§ **Yazılı Görevler**
1 - Kaynağı iki cümleyle özetleyin.
2 - Aşağıdaki soruları kaynağa dayanarak cevaplayın ve cevapları aynı harflerle işaretleyin.
(a) Kayıplar Komitesi beş kişiyi nerede buldu?
(b) Gattos ile erkek kardeşi mandradan hangi gün dışarı çıkarıldı?
(c) Mandranın dışında yaklaşık kaç Kıbrıslırum asker vardı?
3 - Kaynakta "Hristodulos Gattos, 1974’te" ile başlayıp "kaç kişiyi öldürdüydüler?" ile biten bölümü hiçbir değişiklik yapmadan geri verin.

§ **Kaynak**

Hristodulos Gattos, 1974’te savaş sırasında Kaymaklı dışındaki bir mandrada bulunan 80 Kıbrıslırum sivilin ve kendisinin hayatını kurtaran Kıbrıslıtürk subayı arıyor…
Hristodulos Gattos’la, 1974’te savaş sırasında Kaymaklı dışındaki bir mandrada bulunan 80 Kıbrıslırum sivilin ve kendisinin hayatını kurtaran Kıbrıslıtürk subayı aramasını anlattığı ve “Hayatımızı kurtaran Kıbrıslıtürk’ü bulup ona teşekkür etmek istiyorum…” dediği röportajımızın devamı şöyle:
SORU: Mandrada kaç kişiyi öldürdüydüler?
HRİSTODULOS GATTOS: İlk anda Mitillos ve Emilios’u öldürdülerdi. Ondan sonra üç kişiyi daha öldürdülerdi fakat onların isimlerini bilmiyordum, Mia Milya’dan geldiydi bu askerler, hayatlarını kurtarabilmek için geldilerdi… İşte bu beş kişiyi Kayıplar Komitesi buldu dere yatağında… Daha ileride başka kuyular vardır.
Çarşamba günü geldilerdi mandraya insanlar. Perşembe günü ise beni ve erkek kardeşimi mandradan alarak dışarıya çıkardılardı. Bizi aldıklarında biz mandrada kadınlar ve çocuklarla birlikteydik… Kardeşim benden iki yaş küçüktür… İkimiz de uzun boyluyuk diye alıp bizi dışarıya çıkarmışlardı – dışarıda yaklaşık 40 kadar Kıbrıslırum asker vardı, bunlar aslında rezerv askerlerdi yani yedek askerler – seferiler… Bu seferi Kıbrıslırum askerler, bir halka şeklinde duruyorlardı. Bu askerleri alıp kuyulara doğru götürüyorlar ve onları orada öldürüyorlardı. O kuyuların isimlerini de bilirim ben… Beradigas kuyusu vardı mesela, Muskundi’nin kuyusu vardı… Bu kuyuları ben Kayıplar Komitesi yetkililerine gösterdim.

§ **Veri Kesitleri**
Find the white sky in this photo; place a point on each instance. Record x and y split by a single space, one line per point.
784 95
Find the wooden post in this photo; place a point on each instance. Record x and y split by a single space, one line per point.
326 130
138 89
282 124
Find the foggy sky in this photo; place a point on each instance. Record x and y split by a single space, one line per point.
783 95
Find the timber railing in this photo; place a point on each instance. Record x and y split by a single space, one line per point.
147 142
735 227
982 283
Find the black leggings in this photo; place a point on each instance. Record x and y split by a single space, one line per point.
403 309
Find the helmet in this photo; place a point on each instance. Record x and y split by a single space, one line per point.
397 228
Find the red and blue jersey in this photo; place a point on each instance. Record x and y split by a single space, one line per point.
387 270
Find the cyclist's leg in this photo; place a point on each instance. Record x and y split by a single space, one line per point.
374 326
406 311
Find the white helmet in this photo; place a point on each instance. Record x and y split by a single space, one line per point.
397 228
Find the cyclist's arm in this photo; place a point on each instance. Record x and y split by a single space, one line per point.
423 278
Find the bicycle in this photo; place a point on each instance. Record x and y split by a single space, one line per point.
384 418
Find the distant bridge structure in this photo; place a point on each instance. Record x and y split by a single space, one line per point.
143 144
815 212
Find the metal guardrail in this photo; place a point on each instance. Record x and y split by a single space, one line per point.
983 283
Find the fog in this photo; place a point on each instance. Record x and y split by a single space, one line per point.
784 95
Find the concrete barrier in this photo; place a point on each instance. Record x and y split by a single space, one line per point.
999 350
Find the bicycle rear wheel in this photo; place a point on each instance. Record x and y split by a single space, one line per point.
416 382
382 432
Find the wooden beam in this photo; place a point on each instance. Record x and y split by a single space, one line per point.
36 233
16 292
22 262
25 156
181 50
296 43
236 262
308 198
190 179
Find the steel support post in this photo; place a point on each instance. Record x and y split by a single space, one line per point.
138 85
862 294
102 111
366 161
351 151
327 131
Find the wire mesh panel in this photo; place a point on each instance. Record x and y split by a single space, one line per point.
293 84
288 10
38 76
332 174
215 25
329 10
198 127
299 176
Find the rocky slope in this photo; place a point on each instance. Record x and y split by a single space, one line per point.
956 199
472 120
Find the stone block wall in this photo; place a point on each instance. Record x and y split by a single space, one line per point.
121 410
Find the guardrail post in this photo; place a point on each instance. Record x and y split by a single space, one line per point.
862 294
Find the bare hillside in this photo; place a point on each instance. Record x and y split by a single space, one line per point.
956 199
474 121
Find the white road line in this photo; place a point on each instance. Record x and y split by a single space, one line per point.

§ **Görev Yanıtları**
1 - Hristodulos Gattos, 1974 savaşı sırasında Kaymaklı dışındaki bir mandrada kendisinin ve 80 Kıbrıslırum sivilin hayatını kurtaran Kıbrıslıtürk subayı bulup ona teşekkür etmek istiyor. Gattos, mandrada önce Mitillos ile Emilios'un, ardından Mia Milya'dan gelen üç kişinin öldürüldüğünü, Kayıplar Komitesi'nin bu beş kişiyi dere yatağında bulduğunu ve seferi Kıbrıslırum askerlerin kuyulara götürülerek orada öldürüldüğünü anlatıyor.

2 -
(a) Dere yatağında.
(b) Perşembe günü.
(c) Yaklaşık 40.

3 -
Hristodulos Gattos, 1974’te savaş sırasında Kaymaklı dışındaki bir mandrada bulunan 80 Kıbrıslırum sivilin ve kendisinin hayatını kurtaran Kıbrıslıtürk subayı arıyor…
Hristodulos Gattos’la, 1974’te savaş sırasında Kaymaklı dışındaki bir mandrada bulunan 80 Kıbrıslırum sivilin ve kendisinin hayatını kurtaran Kıbrıslıtürk subayı aramasını anlattığı ve “Hayatımızı kurtaran Kıbrıslıtürk’ü bulup ona teşekkür etmek istiyorum…” dediği röportajımızın devamı şöyle:
SORU: Mandrada kaç kişiyi öldürdüydüler?